**EXERCISE MATERIAL**:
----

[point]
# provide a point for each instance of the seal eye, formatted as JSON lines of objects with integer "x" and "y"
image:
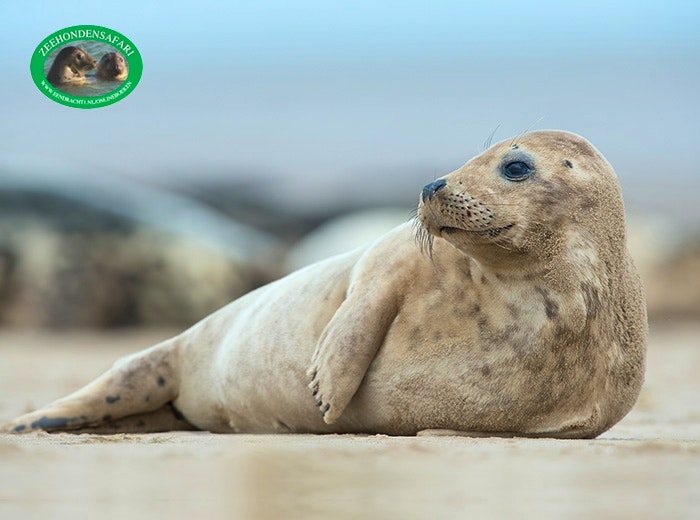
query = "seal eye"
{"x": 516, "y": 171}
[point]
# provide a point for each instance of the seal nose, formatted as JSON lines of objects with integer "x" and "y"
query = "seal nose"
{"x": 431, "y": 189}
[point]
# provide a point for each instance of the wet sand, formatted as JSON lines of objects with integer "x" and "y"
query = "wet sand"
{"x": 647, "y": 466}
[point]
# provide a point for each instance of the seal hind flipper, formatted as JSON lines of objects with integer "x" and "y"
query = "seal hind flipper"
{"x": 138, "y": 384}
{"x": 345, "y": 351}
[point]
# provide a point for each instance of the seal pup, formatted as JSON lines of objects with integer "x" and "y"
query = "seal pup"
{"x": 522, "y": 315}
{"x": 112, "y": 67}
{"x": 70, "y": 66}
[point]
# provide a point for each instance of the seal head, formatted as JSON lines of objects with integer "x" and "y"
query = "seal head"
{"x": 112, "y": 67}
{"x": 70, "y": 66}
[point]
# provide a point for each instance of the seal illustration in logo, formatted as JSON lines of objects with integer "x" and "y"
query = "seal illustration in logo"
{"x": 63, "y": 66}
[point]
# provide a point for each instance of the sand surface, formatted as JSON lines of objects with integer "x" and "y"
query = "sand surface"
{"x": 648, "y": 466}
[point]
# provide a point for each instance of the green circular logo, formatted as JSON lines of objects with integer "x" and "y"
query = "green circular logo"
{"x": 86, "y": 66}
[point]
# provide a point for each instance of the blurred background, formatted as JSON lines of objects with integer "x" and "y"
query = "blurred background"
{"x": 266, "y": 135}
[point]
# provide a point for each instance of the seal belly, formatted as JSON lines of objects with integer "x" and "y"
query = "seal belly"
{"x": 253, "y": 377}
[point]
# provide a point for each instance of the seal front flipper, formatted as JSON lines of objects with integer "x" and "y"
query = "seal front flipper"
{"x": 346, "y": 348}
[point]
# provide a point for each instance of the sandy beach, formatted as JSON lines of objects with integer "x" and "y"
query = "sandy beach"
{"x": 647, "y": 466}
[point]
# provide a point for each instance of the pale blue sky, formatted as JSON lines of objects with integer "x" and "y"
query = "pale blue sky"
{"x": 327, "y": 90}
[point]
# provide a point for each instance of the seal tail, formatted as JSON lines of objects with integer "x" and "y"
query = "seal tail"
{"x": 135, "y": 395}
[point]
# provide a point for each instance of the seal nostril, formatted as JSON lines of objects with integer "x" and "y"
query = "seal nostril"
{"x": 431, "y": 189}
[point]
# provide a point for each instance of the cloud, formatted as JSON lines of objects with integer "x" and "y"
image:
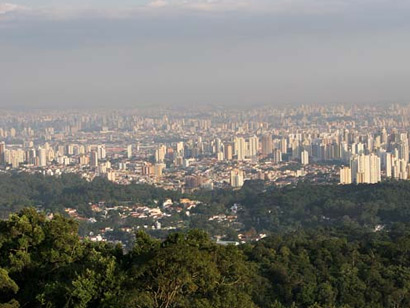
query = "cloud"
{"x": 6, "y": 8}
{"x": 273, "y": 7}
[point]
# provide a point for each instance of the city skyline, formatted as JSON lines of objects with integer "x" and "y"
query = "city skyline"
{"x": 237, "y": 53}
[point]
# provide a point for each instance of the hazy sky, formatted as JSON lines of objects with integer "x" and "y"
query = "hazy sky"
{"x": 139, "y": 52}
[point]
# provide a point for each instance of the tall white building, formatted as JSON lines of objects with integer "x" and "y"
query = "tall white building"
{"x": 345, "y": 175}
{"x": 236, "y": 178}
{"x": 240, "y": 148}
{"x": 304, "y": 157}
{"x": 253, "y": 146}
{"x": 129, "y": 151}
{"x": 366, "y": 169}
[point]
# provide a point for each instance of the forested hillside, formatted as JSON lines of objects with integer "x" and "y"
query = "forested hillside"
{"x": 43, "y": 263}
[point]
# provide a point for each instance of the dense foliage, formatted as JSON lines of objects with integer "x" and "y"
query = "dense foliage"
{"x": 43, "y": 263}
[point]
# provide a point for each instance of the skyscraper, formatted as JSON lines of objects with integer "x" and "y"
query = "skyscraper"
{"x": 2, "y": 150}
{"x": 253, "y": 146}
{"x": 236, "y": 178}
{"x": 267, "y": 145}
{"x": 345, "y": 175}
{"x": 304, "y": 157}
{"x": 366, "y": 169}
{"x": 240, "y": 148}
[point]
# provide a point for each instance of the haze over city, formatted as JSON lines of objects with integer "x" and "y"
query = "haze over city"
{"x": 58, "y": 54}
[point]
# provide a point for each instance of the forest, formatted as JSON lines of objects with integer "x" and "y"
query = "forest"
{"x": 328, "y": 246}
{"x": 43, "y": 263}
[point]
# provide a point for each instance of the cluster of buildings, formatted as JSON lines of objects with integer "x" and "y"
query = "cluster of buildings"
{"x": 204, "y": 149}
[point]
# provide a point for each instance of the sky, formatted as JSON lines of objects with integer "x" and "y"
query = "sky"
{"x": 130, "y": 53}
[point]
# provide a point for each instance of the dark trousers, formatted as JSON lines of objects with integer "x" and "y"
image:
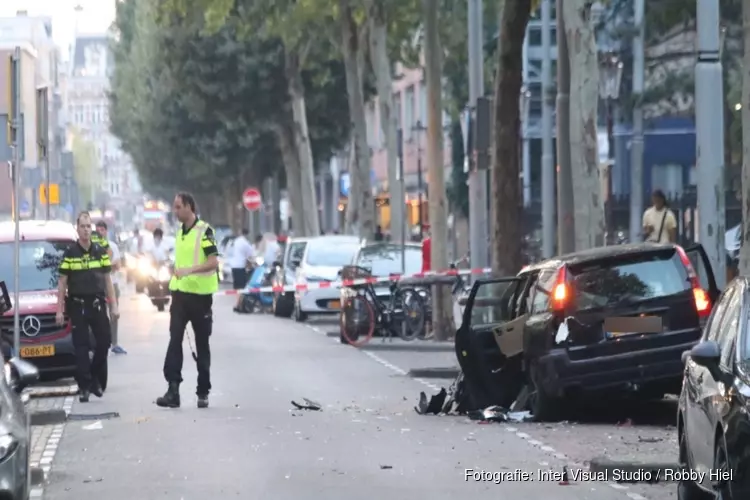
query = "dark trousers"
{"x": 196, "y": 310}
{"x": 89, "y": 315}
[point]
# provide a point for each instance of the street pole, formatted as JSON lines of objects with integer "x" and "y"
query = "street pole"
{"x": 400, "y": 175}
{"x": 548, "y": 164}
{"x": 709, "y": 120}
{"x": 478, "y": 207}
{"x": 636, "y": 149}
{"x": 565, "y": 221}
{"x": 15, "y": 114}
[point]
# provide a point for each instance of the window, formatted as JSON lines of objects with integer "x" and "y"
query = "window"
{"x": 713, "y": 328}
{"x": 628, "y": 279}
{"x": 409, "y": 112}
{"x": 329, "y": 254}
{"x": 542, "y": 290}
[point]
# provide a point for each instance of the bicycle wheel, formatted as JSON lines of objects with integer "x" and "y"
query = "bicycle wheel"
{"x": 412, "y": 313}
{"x": 358, "y": 323}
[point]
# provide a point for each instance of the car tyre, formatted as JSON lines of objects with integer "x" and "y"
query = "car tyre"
{"x": 688, "y": 490}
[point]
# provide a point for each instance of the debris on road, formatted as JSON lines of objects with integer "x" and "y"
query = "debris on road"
{"x": 308, "y": 405}
{"x": 432, "y": 407}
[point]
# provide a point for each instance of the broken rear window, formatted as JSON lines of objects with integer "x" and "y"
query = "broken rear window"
{"x": 628, "y": 279}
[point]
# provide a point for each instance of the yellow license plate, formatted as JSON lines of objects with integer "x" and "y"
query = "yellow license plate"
{"x": 38, "y": 351}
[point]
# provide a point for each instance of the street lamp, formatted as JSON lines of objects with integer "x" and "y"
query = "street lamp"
{"x": 524, "y": 101}
{"x": 610, "y": 77}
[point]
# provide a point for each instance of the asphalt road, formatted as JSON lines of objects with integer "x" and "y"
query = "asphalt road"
{"x": 367, "y": 441}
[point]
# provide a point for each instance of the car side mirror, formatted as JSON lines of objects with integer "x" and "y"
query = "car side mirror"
{"x": 706, "y": 354}
{"x": 22, "y": 374}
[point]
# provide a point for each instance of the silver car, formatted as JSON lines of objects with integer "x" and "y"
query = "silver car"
{"x": 321, "y": 262}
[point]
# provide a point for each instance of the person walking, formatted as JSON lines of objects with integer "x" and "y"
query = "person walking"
{"x": 240, "y": 260}
{"x": 194, "y": 281}
{"x": 84, "y": 290}
{"x": 659, "y": 222}
{"x": 115, "y": 259}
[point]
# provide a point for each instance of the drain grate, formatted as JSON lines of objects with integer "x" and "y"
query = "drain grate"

----

Quote every record above exactly, leaving out any pictures.

[point]
# provide a point for each instance of the seal eye, formatted as JSON lines of objects with integer "x" and "y"
image:
query = "seal eye"
{"x": 516, "y": 171}
[point]
# provide a point for each instance of the seal nose, formatted as JSON lines of objects with integer "x" and "y"
query = "seal nose"
{"x": 431, "y": 189}
[point]
# provide a point for each instance of the wet sand, formatted as JSON lines of objects with integer "x" and "y"
query = "wet sand"
{"x": 647, "y": 466}
[point]
# provide a point for each instance of the seal hind flipper, formatted as JSON lines of objects with integer "x" and "y"
query = "seal hind flipper"
{"x": 138, "y": 384}
{"x": 345, "y": 351}
[point]
# provide a point for each instance of the seal pup, formatted as JSON lines of objects with integer "x" and "y"
query = "seal pup"
{"x": 522, "y": 315}
{"x": 112, "y": 67}
{"x": 70, "y": 66}
[point]
# provide a point for each instance of the seal head, formatted as JSON lines of objects with integer "x" and "y"
query = "seal head"
{"x": 112, "y": 67}
{"x": 70, "y": 66}
[point]
# provide a point for each instance of the seal illustration in logo, formatted as JSON lines of objects with integer "x" and "y"
query = "seal illustration in logo"
{"x": 63, "y": 66}
[point]
# provide a point for each instance of the sand surface, formatted as JSON lines of objects with integer "x" and "y"
query = "sand surface"
{"x": 648, "y": 466}
[point]
# provide a point for each instance of the green circular logo, formatted as JSON lines of objects with integer "x" and "y"
query = "green circular logo"
{"x": 86, "y": 66}
[point]
# provide a point for each instance of the blurred background, formatted as JSON lines of objects with integer "x" and "y"
query = "blurred background"
{"x": 266, "y": 135}
[point]
# provide a point for each instance of the seal belly, formatted as JSON lines of objects with integer "x" and "y"
query = "seal belly"
{"x": 253, "y": 377}
[point]
# provide a point for each instance of the seal front flipper, formatted as JSON lines of objects with integer "x" and "y"
query = "seal front flipper"
{"x": 346, "y": 348}
[point]
# provide a point for each instance of the sandy beach, formatted as JSON lines of objects with integer "x" and "y"
query = "sandy beach"
{"x": 647, "y": 466}
[point]
# provide a point for each instance of the pale blue sky, formatted as JSON lines of objects with integer "x" and "y"
query = "pale blue sky"
{"x": 327, "y": 90}
[point]
# provide a point for each instance of the seal tail, formatted as JSON lines of objects with integer "x" and "y"
query = "seal tail"
{"x": 135, "y": 395}
[point]
# provide a point for each instance of the seal nostril, formatted as JSON lines of objects with integer "x" and "y"
query = "seal nostril"
{"x": 431, "y": 189}
[point]
# provide a point for each instance of the cloud, formatted as JSON lines of objects with integer "x" and "y"
image:
query = "cloud"
{"x": 6, "y": 8}
{"x": 273, "y": 7}
[point]
# provide a point for each instance of the city skyline, formatted as JSON lines of objects with integer "x" and "y"
query = "city skyline"
{"x": 237, "y": 53}
[point]
# provide a point for each instance of the hazy sky, formatted as JSON lines of objects with integer "x" and "y"
query = "hazy sky"
{"x": 139, "y": 52}
[point]
# provide a point for each instance of the tall white building, formatted as JSON lines of objects with integer "x" and "y"
query = "tall white building"
{"x": 345, "y": 175}
{"x": 236, "y": 178}
{"x": 240, "y": 148}
{"x": 304, "y": 157}
{"x": 253, "y": 146}
{"x": 129, "y": 151}
{"x": 366, "y": 169}
[point]
# provide a point for each instance of the forested hillside, formatted as JSON lines of objects with integer "x" and "y"
query = "forested hillside"
{"x": 43, "y": 263}
[point]
# provide a point for each instance of the dense foliage, formatted as JSON lines of objects with integer "x" and "y"
query = "dense foliage"
{"x": 43, "y": 263}
[point]
# provide a point for each instance of the skyscraper, formatted as JSON lines of objects with integer "x" and "y"
query = "skyscraper"
{"x": 2, "y": 150}
{"x": 253, "y": 146}
{"x": 236, "y": 178}
{"x": 267, "y": 145}
{"x": 345, "y": 175}
{"x": 304, "y": 157}
{"x": 366, "y": 169}
{"x": 240, "y": 148}
[point]
# provide a point for each instance of the haze over city, formatted as JSON lines of objects with integer "x" and "y"
query = "haze over city"
{"x": 58, "y": 54}
[point]
# provide a point for each instance of the forest, formatted as JSON lines of objects with integer "x" and "y"
query = "forest"
{"x": 328, "y": 246}
{"x": 43, "y": 263}
[point]
# provide a point for each instance of the cluster of buildings, formatted as JSON lines of objects with integer "x" and "y"
query = "cluster of buildings"
{"x": 204, "y": 149}
[point]
# provide a point for each instance of the sky, formatted as JSON lines of objects with integer "x" and "y"
query = "sky"
{"x": 130, "y": 53}
[point]
# provide a point for each instance of the dark trousers, formatted as JSON lines of objects with integer "x" and "y"
image:
query = "dark trousers"
{"x": 196, "y": 310}
{"x": 89, "y": 315}
[point]
# provide a point for each instance of the street pole, formatted as JSON lines of objects with integer "x" and "y"
query = "street pole"
{"x": 400, "y": 175}
{"x": 548, "y": 164}
{"x": 709, "y": 120}
{"x": 478, "y": 207}
{"x": 636, "y": 149}
{"x": 565, "y": 221}
{"x": 15, "y": 114}
[point]
# provide a point for each instance of the window, formatted as JSON lines of objects with integer "x" and "y"
query = "window"
{"x": 713, "y": 328}
{"x": 628, "y": 279}
{"x": 409, "y": 112}
{"x": 329, "y": 254}
{"x": 542, "y": 290}
[point]
# provide a point for each instance of the bicycle wheel, formatted as JSON lines of objects with integer "x" and "y"
query = "bicycle wheel"
{"x": 412, "y": 313}
{"x": 358, "y": 323}
[point]
# provide a point for each instance of the car tyre, formatted as JSON lines of objects with integer "x" and "y"
query = "car tyre"
{"x": 688, "y": 490}
[point]
# provide a point for each instance of the debris on road, formatted as JSON lines of objects with integer "x" and "y"
query = "debris on road"
{"x": 308, "y": 405}
{"x": 432, "y": 407}
[point]
# provide a point for each instance of the broken rear window, formatted as JSON lines of objects with integer "x" and "y"
query = "broken rear window"
{"x": 628, "y": 279}
[point]
# provide a point for each instance of the yellow license plate, formatted as JSON lines of objects with integer "x" and "y"
query = "yellow license plate"
{"x": 38, "y": 351}
[point]
# provide a point for each instance of the street lamp, formatted as JSON lines of objects with integer "x" and "y"
query = "street lamp"
{"x": 524, "y": 101}
{"x": 610, "y": 77}
[point]
# provide a point for each instance of the asphalt road, formatted as JSON lines of objects with integer "x" and "y"
query = "asphalt road"
{"x": 367, "y": 441}
[point]
# provide a point for each instance of the car side mirror, formatted as JSON lines of objects with integer "x" and "y"
query = "car side mirror"
{"x": 706, "y": 354}
{"x": 22, "y": 374}
[point]
# provide a point for each instance of the silver car, formatted as JSON lines of objects with integer "x" and "y"
query = "silver car"
{"x": 321, "y": 262}
[point]
# provide a point for each instance of the person walking, formatted as JSON lines of objects with integer "x" and "y"
query = "person walking"
{"x": 240, "y": 260}
{"x": 194, "y": 281}
{"x": 84, "y": 290}
{"x": 659, "y": 222}
{"x": 115, "y": 259}
[point]
# provide a point for each instance of the drain grate, formatted as JSON lines of objects with integer "x" and "y"
query = "drain grate"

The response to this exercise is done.